Exercise inputs
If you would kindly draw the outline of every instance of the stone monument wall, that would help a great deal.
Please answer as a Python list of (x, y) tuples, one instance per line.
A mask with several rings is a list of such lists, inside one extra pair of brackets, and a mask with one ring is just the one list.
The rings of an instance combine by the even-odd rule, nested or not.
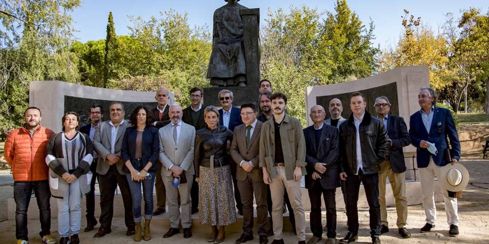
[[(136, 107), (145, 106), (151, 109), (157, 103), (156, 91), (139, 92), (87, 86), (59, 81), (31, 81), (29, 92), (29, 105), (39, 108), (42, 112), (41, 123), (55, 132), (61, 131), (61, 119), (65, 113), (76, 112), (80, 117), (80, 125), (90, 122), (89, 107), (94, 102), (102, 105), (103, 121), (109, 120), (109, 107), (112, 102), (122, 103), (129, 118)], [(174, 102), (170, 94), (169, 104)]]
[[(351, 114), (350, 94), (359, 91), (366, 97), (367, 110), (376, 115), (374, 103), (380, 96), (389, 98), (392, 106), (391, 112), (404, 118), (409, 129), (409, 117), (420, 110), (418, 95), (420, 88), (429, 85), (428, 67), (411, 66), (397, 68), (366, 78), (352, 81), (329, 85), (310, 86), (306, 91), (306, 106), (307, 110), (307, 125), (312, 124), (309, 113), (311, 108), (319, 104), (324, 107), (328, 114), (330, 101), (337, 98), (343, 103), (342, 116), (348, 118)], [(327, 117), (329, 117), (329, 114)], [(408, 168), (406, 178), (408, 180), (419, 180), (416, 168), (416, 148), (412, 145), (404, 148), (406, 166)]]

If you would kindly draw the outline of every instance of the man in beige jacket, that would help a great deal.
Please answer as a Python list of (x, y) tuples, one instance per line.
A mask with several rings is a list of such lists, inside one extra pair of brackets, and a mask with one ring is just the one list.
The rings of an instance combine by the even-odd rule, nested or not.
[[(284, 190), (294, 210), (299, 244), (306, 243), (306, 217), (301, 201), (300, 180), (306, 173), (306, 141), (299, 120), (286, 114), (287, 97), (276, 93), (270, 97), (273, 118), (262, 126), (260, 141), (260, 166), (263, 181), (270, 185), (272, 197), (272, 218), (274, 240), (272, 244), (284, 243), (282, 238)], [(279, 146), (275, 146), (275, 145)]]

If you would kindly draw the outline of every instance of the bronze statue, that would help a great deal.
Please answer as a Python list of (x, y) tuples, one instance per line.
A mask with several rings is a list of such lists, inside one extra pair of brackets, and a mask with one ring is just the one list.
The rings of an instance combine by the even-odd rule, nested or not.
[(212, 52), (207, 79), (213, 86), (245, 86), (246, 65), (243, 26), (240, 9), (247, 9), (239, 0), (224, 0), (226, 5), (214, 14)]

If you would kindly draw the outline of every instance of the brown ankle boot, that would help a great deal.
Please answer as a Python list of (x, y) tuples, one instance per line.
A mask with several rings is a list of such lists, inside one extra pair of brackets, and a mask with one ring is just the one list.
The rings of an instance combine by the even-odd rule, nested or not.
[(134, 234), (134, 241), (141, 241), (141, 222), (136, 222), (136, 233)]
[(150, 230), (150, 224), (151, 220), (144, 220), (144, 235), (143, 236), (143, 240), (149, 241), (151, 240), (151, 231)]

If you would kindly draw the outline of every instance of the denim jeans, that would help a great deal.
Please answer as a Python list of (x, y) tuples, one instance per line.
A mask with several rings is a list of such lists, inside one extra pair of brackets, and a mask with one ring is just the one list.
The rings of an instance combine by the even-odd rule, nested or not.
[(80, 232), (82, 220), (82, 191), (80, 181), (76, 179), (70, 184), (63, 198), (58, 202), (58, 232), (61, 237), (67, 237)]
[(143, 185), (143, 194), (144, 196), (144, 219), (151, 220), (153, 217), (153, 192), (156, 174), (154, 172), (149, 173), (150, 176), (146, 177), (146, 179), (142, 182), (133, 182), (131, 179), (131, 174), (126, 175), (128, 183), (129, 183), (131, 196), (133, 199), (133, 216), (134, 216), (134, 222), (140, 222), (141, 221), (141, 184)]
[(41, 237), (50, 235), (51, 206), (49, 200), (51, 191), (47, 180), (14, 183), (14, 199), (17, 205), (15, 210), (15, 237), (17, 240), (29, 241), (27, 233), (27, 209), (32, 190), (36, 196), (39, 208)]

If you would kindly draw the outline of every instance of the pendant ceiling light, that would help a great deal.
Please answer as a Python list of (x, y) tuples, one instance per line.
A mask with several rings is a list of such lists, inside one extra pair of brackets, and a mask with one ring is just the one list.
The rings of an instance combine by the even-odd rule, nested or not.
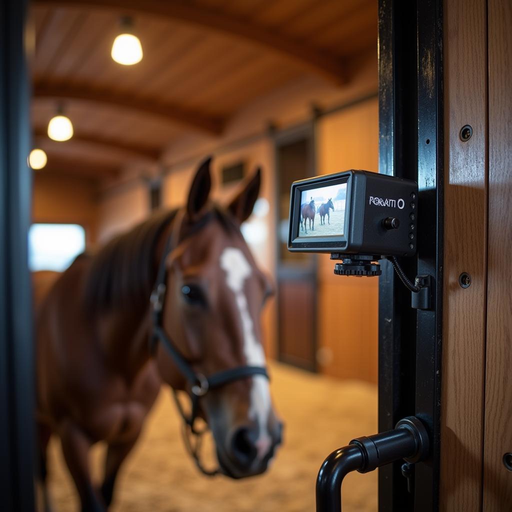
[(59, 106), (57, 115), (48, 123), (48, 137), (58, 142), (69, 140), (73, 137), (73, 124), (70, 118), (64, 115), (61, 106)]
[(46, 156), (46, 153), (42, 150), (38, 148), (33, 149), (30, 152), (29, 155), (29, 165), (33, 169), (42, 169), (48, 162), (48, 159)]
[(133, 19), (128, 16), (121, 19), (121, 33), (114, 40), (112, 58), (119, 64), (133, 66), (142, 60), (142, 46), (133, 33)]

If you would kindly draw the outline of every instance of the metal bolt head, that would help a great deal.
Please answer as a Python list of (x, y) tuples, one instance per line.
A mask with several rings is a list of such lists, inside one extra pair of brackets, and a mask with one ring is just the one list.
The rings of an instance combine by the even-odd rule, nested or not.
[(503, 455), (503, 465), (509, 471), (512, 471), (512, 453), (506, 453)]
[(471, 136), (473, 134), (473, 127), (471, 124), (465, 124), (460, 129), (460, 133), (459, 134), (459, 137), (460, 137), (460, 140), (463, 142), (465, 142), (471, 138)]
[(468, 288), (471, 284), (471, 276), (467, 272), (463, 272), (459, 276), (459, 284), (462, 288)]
* * *
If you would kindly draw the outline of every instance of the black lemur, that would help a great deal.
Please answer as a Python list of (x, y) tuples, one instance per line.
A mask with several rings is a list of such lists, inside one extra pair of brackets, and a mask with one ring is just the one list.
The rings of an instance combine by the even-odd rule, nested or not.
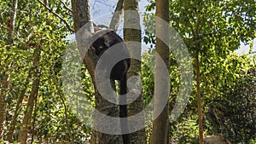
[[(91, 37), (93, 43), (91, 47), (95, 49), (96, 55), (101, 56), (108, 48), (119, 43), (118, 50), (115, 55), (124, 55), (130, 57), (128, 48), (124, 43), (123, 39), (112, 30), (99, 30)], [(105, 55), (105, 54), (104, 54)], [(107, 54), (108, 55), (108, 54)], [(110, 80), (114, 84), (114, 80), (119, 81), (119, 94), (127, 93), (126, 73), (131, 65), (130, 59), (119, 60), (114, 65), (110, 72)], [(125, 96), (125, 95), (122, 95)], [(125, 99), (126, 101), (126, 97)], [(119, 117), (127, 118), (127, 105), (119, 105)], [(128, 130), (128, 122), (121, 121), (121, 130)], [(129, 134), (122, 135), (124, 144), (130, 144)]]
...
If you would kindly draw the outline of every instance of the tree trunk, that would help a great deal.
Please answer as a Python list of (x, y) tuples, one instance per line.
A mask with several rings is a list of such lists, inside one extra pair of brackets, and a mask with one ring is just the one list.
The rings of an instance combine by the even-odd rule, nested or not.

Problem details
Convert the records starting at the line containing "boot, that would help a great deal." and ending at the line containing "240), (151, 231)]" into a two-column CSV with the header input,output. Give one row per record, with its text and its answer each in a single quoted field and line breaks replaced by spaces.

The solution
input,output
"If you would kindly draw the outline of every instance of the brown ankle boot, that would help a great deal. Please answer as a Python list of (x, y) tuples, one instance per line. A mask with several rings is a list of such lists, inside one extra pair of brackets, and a mask with one ring is just the one list. The rings of an instance combine by the even-odd rule, nested or not.","[(134, 234), (134, 241), (141, 241), (141, 222), (136, 222), (136, 233)] [(150, 230), (150, 224), (151, 220), (144, 220), (144, 235), (143, 236), (143, 240), (149, 241), (151, 240), (151, 231)]"